Aim
Report each line in the material below that contains the word "shorts".

Items stored from a collection
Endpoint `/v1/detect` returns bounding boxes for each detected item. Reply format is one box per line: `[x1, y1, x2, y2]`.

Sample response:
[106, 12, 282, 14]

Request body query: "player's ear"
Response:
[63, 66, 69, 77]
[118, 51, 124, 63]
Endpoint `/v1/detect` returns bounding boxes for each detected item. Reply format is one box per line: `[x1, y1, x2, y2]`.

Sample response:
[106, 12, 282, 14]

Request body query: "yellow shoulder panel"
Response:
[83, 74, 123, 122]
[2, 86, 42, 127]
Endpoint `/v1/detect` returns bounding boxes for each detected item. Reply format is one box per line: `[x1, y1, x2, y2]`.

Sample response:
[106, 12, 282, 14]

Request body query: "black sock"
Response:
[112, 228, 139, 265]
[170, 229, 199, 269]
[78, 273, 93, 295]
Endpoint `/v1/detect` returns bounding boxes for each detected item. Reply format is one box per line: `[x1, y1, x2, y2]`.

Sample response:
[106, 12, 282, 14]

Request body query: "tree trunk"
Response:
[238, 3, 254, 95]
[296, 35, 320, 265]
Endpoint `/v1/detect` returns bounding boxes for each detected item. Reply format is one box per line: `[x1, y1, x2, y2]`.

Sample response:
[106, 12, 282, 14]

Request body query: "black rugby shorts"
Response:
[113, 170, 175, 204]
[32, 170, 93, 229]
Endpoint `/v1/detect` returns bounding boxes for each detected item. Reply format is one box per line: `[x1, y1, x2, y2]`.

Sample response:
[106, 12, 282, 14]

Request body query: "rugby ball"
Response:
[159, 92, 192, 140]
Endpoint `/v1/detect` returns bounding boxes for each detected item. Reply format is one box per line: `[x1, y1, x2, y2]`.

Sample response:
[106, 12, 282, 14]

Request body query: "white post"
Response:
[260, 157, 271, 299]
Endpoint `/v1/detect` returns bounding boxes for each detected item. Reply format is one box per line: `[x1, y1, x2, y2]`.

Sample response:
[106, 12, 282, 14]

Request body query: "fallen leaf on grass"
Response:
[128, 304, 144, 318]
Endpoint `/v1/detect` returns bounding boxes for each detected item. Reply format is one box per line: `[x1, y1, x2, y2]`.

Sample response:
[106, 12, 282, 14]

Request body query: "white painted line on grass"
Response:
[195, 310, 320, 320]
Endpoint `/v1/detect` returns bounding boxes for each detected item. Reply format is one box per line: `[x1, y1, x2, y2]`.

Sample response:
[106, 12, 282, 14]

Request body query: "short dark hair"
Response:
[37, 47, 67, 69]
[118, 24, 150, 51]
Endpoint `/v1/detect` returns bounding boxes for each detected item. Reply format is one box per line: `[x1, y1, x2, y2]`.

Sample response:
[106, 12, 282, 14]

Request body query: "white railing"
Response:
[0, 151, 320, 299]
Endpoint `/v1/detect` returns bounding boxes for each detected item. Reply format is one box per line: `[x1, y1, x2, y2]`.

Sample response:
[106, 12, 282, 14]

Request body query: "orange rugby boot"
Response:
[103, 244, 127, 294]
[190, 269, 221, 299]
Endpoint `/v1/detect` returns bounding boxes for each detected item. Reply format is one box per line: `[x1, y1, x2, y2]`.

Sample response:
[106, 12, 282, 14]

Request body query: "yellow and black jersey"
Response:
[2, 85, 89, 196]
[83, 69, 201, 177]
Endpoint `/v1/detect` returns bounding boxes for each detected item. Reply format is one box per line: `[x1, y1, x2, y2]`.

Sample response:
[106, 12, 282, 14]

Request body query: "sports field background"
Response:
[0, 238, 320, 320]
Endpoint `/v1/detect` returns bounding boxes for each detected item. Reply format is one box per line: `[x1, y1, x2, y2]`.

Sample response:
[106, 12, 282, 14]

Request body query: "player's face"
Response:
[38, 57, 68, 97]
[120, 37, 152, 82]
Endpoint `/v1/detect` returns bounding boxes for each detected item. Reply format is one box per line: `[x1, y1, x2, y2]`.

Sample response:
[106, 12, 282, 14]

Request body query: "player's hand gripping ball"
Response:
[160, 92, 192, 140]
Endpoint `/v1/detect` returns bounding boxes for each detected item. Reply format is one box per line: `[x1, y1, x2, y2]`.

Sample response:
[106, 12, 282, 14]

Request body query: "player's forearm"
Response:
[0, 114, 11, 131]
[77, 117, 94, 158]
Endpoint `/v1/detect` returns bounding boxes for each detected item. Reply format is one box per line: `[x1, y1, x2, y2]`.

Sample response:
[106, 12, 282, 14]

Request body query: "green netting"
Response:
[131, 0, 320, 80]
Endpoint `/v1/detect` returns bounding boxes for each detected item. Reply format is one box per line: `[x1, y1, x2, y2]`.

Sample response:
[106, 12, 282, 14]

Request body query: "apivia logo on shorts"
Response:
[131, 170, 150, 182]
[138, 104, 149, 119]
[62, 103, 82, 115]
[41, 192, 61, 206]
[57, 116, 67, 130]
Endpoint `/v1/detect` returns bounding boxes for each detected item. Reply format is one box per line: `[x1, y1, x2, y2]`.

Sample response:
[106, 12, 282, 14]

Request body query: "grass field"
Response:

Worked answer
Request body query: "black rugby shorts"
Request body query: "apivia logo on shorts"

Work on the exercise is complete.